◆ **What the task asks**
Please report every line in the entries that contains the string "below".

*** Given data Section Begins ***

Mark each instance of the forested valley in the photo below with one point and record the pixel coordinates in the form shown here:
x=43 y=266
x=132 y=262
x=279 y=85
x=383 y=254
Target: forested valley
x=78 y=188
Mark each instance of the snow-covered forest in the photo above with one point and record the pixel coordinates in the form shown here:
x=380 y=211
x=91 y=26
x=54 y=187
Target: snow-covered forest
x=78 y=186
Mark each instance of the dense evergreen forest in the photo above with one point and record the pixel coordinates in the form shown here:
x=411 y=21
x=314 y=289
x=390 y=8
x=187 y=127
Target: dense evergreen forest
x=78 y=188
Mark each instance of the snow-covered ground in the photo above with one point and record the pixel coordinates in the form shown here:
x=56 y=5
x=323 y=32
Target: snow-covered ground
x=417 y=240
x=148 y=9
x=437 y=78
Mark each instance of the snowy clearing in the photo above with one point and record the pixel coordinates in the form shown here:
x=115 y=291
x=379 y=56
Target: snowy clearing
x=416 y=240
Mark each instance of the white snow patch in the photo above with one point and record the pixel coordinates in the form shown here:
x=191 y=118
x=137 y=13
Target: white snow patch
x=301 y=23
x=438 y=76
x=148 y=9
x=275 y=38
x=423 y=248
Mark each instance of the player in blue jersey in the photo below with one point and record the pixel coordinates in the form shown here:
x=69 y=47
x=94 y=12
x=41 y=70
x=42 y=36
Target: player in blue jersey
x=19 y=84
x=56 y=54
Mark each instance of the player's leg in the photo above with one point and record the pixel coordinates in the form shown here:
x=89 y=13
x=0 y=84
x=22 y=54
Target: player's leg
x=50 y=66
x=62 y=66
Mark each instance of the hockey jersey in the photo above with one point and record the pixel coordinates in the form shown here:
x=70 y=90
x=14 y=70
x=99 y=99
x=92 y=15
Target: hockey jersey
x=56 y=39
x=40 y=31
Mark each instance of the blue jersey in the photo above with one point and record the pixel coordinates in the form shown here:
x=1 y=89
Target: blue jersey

*** Given data Section Ends ***

◆ **Your solution**
Mark each instance of the forested valley in the photo below with one point and record the pixel coordinates in the form shown here:
Mark each instance of the player in blue jersey in the photo below with one point and record the pixel coordinates in the form shown here:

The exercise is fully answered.